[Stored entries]

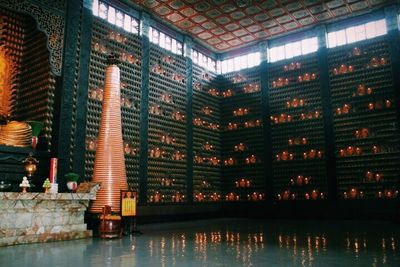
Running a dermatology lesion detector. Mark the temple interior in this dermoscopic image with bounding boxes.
[0,0,400,267]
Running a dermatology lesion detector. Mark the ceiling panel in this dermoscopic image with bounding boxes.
[134,0,395,52]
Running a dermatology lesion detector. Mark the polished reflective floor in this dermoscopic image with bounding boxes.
[0,219,400,267]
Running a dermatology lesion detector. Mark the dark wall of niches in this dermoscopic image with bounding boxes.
[220,32,400,205]
[79,18,400,212]
[81,15,221,205]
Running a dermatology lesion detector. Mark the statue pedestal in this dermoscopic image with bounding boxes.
[0,192,96,247]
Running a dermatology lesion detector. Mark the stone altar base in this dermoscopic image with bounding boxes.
[0,192,96,247]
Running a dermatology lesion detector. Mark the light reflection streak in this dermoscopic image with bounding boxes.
[137,224,396,266]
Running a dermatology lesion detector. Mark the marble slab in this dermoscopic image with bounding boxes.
[0,192,96,247]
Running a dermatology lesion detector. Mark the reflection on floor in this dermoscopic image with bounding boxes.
[0,219,400,267]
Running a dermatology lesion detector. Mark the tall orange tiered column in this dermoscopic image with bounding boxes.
[89,54,128,213]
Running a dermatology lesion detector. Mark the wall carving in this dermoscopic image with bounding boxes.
[0,0,65,76]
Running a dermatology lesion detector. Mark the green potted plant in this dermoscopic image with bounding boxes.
[64,172,79,192]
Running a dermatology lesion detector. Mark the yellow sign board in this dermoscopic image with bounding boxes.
[121,191,137,217]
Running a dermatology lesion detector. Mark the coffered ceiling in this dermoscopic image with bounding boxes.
[130,0,392,52]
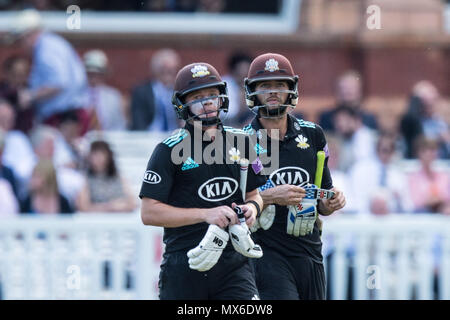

• What you are asked to do: Arrange every line of the records above as a JSON list of strings, one string per line, with blank lines and the pictures left out.

• Problem solution:
[
  "Running a dermatology lesion detector. Mark the temple interior in this dermoscopic image with bounding boxes.",
  "[0,0,400,267]",
  "Running a dermatology lesion detector. Mark the ceiling panel in this dermoscopic image with bounding boxes.",
  "[134,0,395,52]",
  "Running a dermatology lesion detector. Mark the polished reflective floor in this dermoscopic image with bounding boxes.",
  "[0,219,400,267]",
  "Running a dermatology lesion detector. Mark the dark wall of niches in this dermoscopic image with bounding boxes.",
  "[220,32,400,205]",
  "[79,18,400,212]",
  "[81,15,221,205]",
  "Running a dermatology lesion detector. Mark the statue pedestal in this dermoscopic image with bounding boxes.",
  "[0,192,96,247]",
  "Running a dermatology lesion detector. Mark the stone altar base in this dermoscopic image with bounding boxes.",
  "[0,192,96,247]",
  "Running a dermatology lesion detector. Mark the light reflection streak in this dermoscopic image with bounding boxes.",
  "[137,224,396,266]",
  "Running a dermatology lesion detector. Mark the marble slab in this dermoscopic image with bounding boxes.",
  "[0,192,96,247]",
  "Running a dermatology lesion detector. Mark the reflection on floor in this dermoscopic image with bounding boxes.",
  "[0,219,400,267]",
  "Running a dermatology lesion detector. Mark the tall orange tiered column in this dermoscopic image with bounding boxes.",
  "[89,54,128,213]",
  "Running a dermatology lesion detector. Mark the wall carving in this dermoscopic image with bounding boxes.",
  "[0,0,65,76]",
  "Running a dermatology lesion detector. Mark the green potted plant in this dermoscopic image with bounding boxes.",
  "[64,172,79,192]",
  "Running a dermatology lesion detector. Mark the yellow sign board in this dermoscopic image with bounding boxes.",
  "[121,191,137,217]",
  "Running a dermatology lesion detector. Mark the coffered ceiling in this dermoscopic image with bounding boxes.",
  "[130,0,392,52]"
]